▸ TASK GOAL
An exact copy is required of every line from the one with "Test yourself! Look at the image and find the layered" through the end of the data below, and the pictures must stay out of it.

▸ SOURCE RECORDS

---+---

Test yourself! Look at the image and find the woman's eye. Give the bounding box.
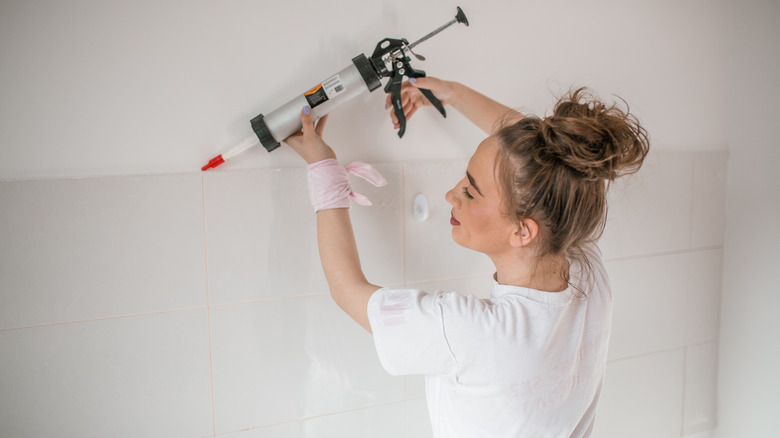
[462,187,474,200]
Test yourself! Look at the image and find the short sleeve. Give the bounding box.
[367,288,456,376]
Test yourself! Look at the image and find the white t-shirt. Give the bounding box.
[367,247,612,437]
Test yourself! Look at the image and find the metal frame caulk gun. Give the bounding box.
[201,6,469,171]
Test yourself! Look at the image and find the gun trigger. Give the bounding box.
[408,46,426,61]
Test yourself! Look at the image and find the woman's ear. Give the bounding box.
[510,219,539,248]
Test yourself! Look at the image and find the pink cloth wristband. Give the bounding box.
[306,159,388,212]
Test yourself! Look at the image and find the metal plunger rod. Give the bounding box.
[409,6,469,50]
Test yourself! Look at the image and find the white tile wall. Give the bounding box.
[209,294,403,433]
[606,253,689,360]
[683,342,718,435]
[0,149,727,437]
[0,309,213,438]
[691,151,728,249]
[0,174,207,330]
[203,164,404,306]
[686,250,723,345]
[594,349,685,438]
[203,168,324,304]
[403,161,494,283]
[226,402,405,438]
[601,151,694,260]
[406,397,433,438]
[348,163,406,289]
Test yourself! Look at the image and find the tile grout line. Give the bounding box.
[607,345,686,363]
[0,290,344,333]
[201,173,218,437]
[401,164,409,427]
[404,392,409,438]
[680,343,689,437]
[688,154,697,252]
[401,163,407,288]
[682,154,696,436]
[686,339,720,349]
[602,245,724,264]
[209,292,331,309]
[0,246,722,333]
[399,164,408,438]
[0,306,209,332]
[213,399,407,437]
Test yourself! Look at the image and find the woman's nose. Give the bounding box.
[445,185,460,208]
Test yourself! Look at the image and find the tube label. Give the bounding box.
[304,74,345,108]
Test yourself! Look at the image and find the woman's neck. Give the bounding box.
[492,251,570,292]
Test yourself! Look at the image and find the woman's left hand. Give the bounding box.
[284,106,336,164]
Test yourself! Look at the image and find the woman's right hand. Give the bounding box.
[385,77,457,130]
[284,106,336,164]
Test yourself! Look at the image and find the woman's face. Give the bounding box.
[445,136,518,257]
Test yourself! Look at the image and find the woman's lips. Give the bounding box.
[450,214,461,226]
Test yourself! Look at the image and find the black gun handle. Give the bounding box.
[386,76,407,138]
[420,88,447,118]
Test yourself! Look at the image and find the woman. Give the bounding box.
[285,77,649,437]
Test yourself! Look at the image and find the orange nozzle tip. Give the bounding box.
[201,155,225,171]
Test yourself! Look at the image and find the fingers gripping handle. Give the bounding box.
[388,72,447,137]
[389,83,446,138]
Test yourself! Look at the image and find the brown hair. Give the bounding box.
[495,87,649,280]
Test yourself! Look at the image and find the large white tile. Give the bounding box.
[203,167,321,304]
[224,403,405,438]
[0,309,213,438]
[406,374,427,402]
[350,163,406,289]
[594,349,685,438]
[683,342,718,436]
[606,253,688,360]
[406,397,433,438]
[203,164,403,306]
[0,174,207,329]
[601,150,694,260]
[686,249,723,345]
[209,295,404,433]
[403,161,494,283]
[691,151,728,248]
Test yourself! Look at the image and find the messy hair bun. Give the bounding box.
[495,87,649,268]
[538,88,648,182]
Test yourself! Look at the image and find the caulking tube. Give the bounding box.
[202,54,381,170]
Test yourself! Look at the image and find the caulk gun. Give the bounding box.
[201,6,469,171]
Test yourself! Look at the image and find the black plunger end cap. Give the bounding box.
[456,6,469,27]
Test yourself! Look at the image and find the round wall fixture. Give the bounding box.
[413,193,430,222]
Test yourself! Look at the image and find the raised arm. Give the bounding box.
[284,109,379,333]
[386,77,522,135]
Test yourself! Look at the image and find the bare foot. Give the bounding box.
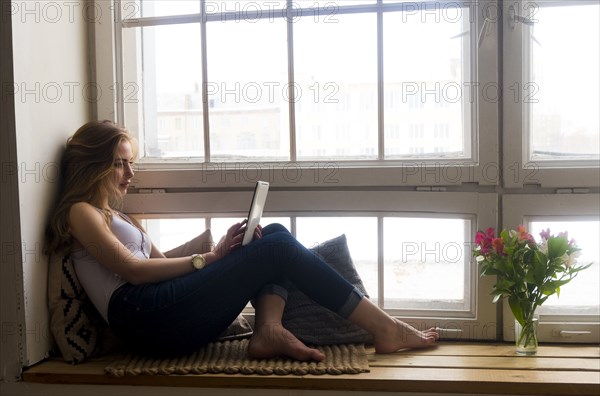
[374,318,439,354]
[248,322,325,362]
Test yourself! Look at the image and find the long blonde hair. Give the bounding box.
[45,120,135,256]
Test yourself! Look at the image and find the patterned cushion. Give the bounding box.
[282,234,374,345]
[47,254,106,363]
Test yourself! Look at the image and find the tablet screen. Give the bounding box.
[242,181,269,246]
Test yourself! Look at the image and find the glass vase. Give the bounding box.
[515,317,538,355]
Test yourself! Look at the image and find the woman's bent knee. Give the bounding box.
[262,223,290,236]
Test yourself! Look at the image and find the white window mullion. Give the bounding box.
[200,0,210,162]
[377,0,384,161]
[114,0,125,125]
[377,215,384,307]
[287,0,297,162]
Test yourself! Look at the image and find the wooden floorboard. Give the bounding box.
[23,342,600,395]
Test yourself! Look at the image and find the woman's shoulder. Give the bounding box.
[68,202,113,243]
[70,201,100,215]
[69,202,107,226]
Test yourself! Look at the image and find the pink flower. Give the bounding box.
[475,227,495,255]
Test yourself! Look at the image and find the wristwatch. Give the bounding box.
[191,254,206,270]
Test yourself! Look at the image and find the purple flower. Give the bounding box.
[539,228,551,241]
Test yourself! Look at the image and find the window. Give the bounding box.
[503,194,600,343]
[528,219,599,315]
[103,0,499,186]
[92,0,598,343]
[383,4,473,160]
[125,190,498,340]
[526,4,599,164]
[503,0,600,187]
[383,216,473,314]
[142,217,206,251]
[501,0,599,345]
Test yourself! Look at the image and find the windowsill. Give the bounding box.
[22,342,600,395]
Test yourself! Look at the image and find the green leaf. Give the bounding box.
[541,279,572,295]
[497,258,515,278]
[547,236,569,259]
[524,270,536,284]
[496,278,514,291]
[509,295,525,326]
[481,266,501,276]
[571,262,594,273]
[533,251,547,285]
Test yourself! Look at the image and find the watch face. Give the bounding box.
[193,255,205,269]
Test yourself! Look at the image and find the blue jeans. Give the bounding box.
[107,224,364,357]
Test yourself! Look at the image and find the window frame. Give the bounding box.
[95,0,500,187]
[124,190,499,341]
[91,0,600,344]
[502,0,600,189]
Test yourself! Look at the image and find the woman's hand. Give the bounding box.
[212,221,246,261]
[253,224,263,241]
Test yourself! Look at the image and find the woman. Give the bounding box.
[45,120,439,360]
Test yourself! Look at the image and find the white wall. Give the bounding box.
[1,0,90,380]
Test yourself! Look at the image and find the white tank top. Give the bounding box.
[72,210,151,323]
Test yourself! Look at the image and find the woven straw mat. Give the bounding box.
[105,339,369,376]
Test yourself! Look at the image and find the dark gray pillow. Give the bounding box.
[282,234,374,345]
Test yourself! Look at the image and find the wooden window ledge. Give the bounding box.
[23,342,600,395]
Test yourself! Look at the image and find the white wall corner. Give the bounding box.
[7,0,92,371]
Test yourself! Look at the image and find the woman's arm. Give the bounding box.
[69,202,243,285]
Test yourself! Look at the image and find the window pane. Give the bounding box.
[205,0,286,20]
[528,3,600,162]
[134,24,204,158]
[383,6,472,159]
[143,218,206,252]
[296,217,378,303]
[135,0,201,18]
[528,219,600,315]
[294,13,378,160]
[207,19,289,161]
[383,217,470,311]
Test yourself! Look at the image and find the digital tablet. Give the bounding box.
[242,181,270,246]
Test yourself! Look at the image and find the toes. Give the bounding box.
[310,349,325,362]
[290,342,324,362]
[249,326,324,362]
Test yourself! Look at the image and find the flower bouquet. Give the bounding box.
[473,225,590,354]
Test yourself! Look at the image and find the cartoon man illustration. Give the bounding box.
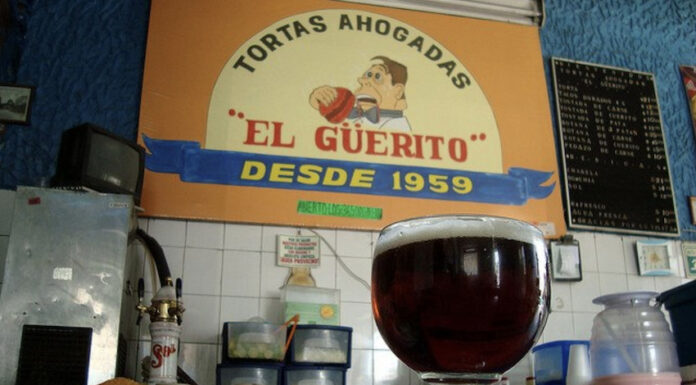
[309,56,411,131]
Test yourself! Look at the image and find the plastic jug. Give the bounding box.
[590,292,680,379]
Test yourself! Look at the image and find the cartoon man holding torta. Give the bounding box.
[309,55,412,131]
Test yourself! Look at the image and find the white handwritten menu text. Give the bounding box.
[551,58,678,236]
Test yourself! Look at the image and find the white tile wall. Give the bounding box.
[373,350,410,385]
[0,189,15,290]
[143,246,184,293]
[147,218,187,247]
[220,296,259,323]
[0,235,8,287]
[183,248,223,296]
[129,220,694,385]
[181,294,221,344]
[595,233,626,273]
[221,250,261,297]
[0,194,692,385]
[224,223,262,251]
[186,221,224,249]
[341,302,373,349]
[0,189,15,235]
[336,257,372,302]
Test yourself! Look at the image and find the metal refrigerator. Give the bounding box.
[0,186,138,385]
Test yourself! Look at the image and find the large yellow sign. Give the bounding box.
[138,0,566,234]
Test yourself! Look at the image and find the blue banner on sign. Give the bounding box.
[143,136,555,205]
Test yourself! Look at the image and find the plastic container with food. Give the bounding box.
[288,325,352,367]
[284,366,346,385]
[222,317,297,362]
[216,362,283,385]
[281,285,340,326]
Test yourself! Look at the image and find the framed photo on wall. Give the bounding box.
[549,236,582,281]
[0,84,35,125]
[635,240,674,276]
[679,65,696,135]
[681,241,696,278]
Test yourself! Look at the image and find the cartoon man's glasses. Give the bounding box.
[361,70,386,84]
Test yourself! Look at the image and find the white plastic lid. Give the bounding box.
[304,337,341,349]
[152,285,177,302]
[231,377,267,385]
[239,332,276,344]
[298,380,334,385]
[282,285,340,303]
[592,291,658,307]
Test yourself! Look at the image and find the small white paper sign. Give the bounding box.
[52,267,73,281]
[681,241,696,278]
[276,235,320,267]
[535,222,556,237]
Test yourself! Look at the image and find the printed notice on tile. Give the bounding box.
[552,58,678,237]
[276,235,320,267]
[681,242,696,278]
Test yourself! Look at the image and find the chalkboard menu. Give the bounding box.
[551,58,679,237]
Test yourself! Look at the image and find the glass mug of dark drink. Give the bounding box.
[372,215,550,383]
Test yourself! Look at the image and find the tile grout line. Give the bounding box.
[217,221,225,359]
[258,224,265,323]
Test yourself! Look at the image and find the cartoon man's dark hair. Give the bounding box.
[372,56,407,98]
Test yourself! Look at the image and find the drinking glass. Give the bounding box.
[371,215,550,383]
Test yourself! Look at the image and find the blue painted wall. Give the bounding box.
[0,0,150,187]
[1,0,695,238]
[541,0,696,239]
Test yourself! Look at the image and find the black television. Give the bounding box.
[51,123,145,205]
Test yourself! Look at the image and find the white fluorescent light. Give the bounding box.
[334,0,545,26]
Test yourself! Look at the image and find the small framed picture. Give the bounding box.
[0,83,35,125]
[681,242,696,278]
[636,240,673,276]
[549,236,582,281]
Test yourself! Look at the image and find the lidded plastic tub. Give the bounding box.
[288,325,352,366]
[222,319,287,362]
[284,366,346,385]
[590,292,680,379]
[281,285,340,326]
[216,362,283,385]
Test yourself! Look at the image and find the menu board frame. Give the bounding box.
[551,57,680,237]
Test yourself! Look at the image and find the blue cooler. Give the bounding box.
[532,340,590,385]
[659,280,696,368]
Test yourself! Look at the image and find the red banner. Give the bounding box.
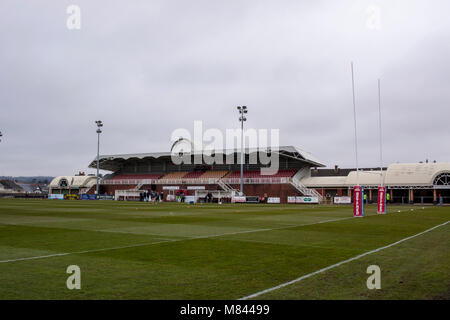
[353,186,364,217]
[377,186,386,214]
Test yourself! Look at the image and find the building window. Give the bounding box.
[58,179,68,188]
[433,173,450,186]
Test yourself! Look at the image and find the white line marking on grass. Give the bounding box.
[0,217,351,264]
[239,220,450,300]
[0,239,179,264]
[0,253,73,263]
[95,229,180,240]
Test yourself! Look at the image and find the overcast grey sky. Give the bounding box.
[1,0,449,176]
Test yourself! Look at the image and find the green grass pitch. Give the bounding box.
[0,198,448,299]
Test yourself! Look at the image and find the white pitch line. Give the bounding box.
[94,228,179,240]
[0,217,351,264]
[239,220,450,300]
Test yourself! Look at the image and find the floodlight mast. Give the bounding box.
[95,120,103,197]
[237,106,247,196]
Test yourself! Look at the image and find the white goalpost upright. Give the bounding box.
[351,62,364,217]
[377,79,387,214]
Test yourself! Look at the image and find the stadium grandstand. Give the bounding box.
[0,180,23,193]
[302,162,450,204]
[48,175,97,195]
[0,179,49,198]
[48,139,450,204]
[79,140,325,203]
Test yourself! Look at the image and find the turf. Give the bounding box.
[0,199,448,299]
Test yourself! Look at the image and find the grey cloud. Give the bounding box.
[0,0,449,176]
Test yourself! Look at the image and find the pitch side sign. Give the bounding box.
[377,186,386,214]
[232,196,246,203]
[163,186,180,190]
[334,196,351,204]
[80,194,97,200]
[287,196,319,204]
[48,194,64,200]
[267,197,281,204]
[353,186,364,217]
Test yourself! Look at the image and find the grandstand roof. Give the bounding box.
[300,176,348,188]
[301,162,450,188]
[16,183,39,193]
[301,171,385,187]
[346,170,385,186]
[0,180,23,191]
[88,145,325,171]
[384,162,450,186]
[49,176,97,189]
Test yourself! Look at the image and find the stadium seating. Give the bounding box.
[225,169,296,179]
[107,170,296,182]
[160,172,189,180]
[199,170,229,179]
[183,171,205,179]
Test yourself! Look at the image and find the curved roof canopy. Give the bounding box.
[384,162,450,187]
[88,144,325,172]
[301,163,450,188]
[49,176,97,189]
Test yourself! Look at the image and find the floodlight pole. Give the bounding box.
[237,106,247,196]
[240,114,244,196]
[95,120,103,197]
[0,132,3,179]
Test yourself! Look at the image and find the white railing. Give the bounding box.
[290,179,323,202]
[155,178,220,185]
[222,177,291,184]
[102,176,293,186]
[101,178,221,185]
[217,180,236,192]
[101,179,155,185]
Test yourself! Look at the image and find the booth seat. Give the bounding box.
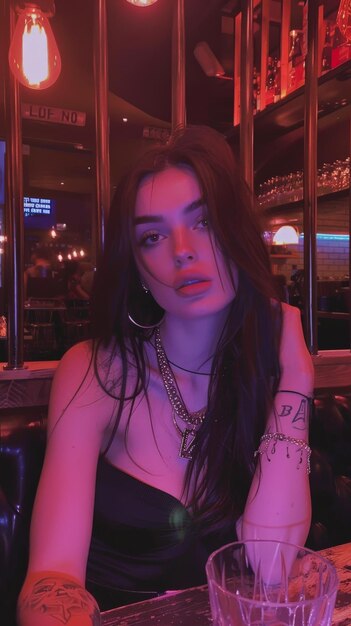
[0,406,47,626]
[1,390,351,625]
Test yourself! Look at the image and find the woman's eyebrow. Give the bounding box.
[134,198,205,225]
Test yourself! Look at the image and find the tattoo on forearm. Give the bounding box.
[277,399,308,431]
[291,399,308,430]
[278,405,293,417]
[19,577,100,625]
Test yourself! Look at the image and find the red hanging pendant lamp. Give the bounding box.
[8,1,61,89]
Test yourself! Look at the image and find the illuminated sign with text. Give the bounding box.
[22,103,86,127]
[24,197,56,229]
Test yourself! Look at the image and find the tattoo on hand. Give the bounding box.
[20,577,100,625]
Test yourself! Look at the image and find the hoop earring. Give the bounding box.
[128,312,165,330]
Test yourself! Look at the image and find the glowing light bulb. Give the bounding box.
[125,0,158,6]
[337,0,351,42]
[72,250,78,258]
[58,254,63,262]
[79,249,85,257]
[50,227,57,238]
[67,253,72,260]
[273,226,299,245]
[9,4,61,89]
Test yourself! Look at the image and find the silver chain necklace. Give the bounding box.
[154,326,207,460]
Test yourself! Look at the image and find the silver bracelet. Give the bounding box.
[254,432,311,474]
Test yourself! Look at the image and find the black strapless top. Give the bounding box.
[86,457,235,610]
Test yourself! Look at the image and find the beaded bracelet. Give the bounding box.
[254,432,311,474]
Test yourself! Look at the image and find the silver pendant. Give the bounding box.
[179,428,195,460]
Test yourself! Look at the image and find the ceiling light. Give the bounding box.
[125,0,158,6]
[273,226,299,245]
[9,2,61,89]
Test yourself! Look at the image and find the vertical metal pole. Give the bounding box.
[303,0,319,354]
[240,0,254,193]
[260,0,270,112]
[3,1,25,370]
[349,120,351,350]
[93,0,110,260]
[280,0,291,99]
[172,0,186,131]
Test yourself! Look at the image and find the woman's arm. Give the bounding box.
[241,303,314,546]
[18,571,100,626]
[17,341,115,626]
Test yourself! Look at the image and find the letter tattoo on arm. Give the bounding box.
[278,405,293,417]
[291,399,308,431]
[276,399,308,431]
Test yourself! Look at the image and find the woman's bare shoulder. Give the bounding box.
[49,339,122,435]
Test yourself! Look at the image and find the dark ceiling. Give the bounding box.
[2,0,234,193]
[20,0,234,125]
[1,0,345,195]
[107,0,228,124]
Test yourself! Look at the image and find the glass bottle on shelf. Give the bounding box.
[288,30,304,92]
[273,58,281,103]
[0,315,7,338]
[321,22,332,72]
[252,66,258,114]
[265,56,275,105]
[332,7,351,68]
[333,23,345,49]
[256,71,261,111]
[336,0,351,42]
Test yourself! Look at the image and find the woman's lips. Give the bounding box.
[175,279,211,296]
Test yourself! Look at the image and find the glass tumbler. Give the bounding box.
[206,540,338,626]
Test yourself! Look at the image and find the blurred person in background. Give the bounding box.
[24,247,53,299]
[64,260,90,302]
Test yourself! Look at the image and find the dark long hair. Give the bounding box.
[90,125,282,533]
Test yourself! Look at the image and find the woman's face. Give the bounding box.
[133,166,237,321]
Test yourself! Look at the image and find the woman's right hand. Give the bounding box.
[17,572,101,626]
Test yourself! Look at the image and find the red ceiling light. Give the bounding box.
[8,2,61,89]
[125,0,158,6]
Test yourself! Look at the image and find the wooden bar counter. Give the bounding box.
[0,348,350,410]
[312,350,351,390]
[101,542,351,626]
[0,360,57,409]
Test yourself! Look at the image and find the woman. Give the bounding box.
[18,126,313,626]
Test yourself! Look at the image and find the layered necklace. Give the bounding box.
[154,326,207,460]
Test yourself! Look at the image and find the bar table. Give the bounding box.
[101,542,351,626]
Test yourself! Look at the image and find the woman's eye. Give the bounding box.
[138,231,164,247]
[195,217,209,230]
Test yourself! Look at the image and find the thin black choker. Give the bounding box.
[150,339,211,376]
[167,357,211,376]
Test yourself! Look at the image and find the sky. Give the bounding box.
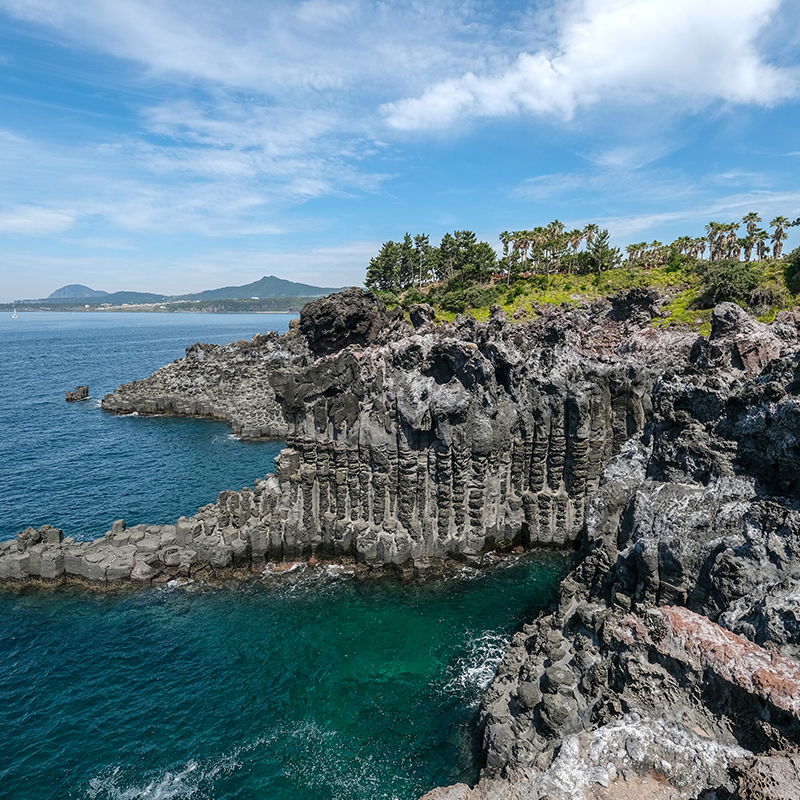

---+---

▸ SOLUTION
Test yourself! Look at the image and find the layered necklace. Give the bounding box.
[154,326,207,460]
Test yourself! Look at the image and find the bar table. Give the bounding box.
[101,542,351,626]
Test yourself! Look at the image and find the woman's eye. Give the bounding box.
[138,231,164,247]
[195,217,209,230]
Test yourself! Look at the image and find the thin black choker. Give the bounding box.
[150,339,211,376]
[167,357,211,376]
Test yourself! Look at the image and find the sky. Give the bounding box.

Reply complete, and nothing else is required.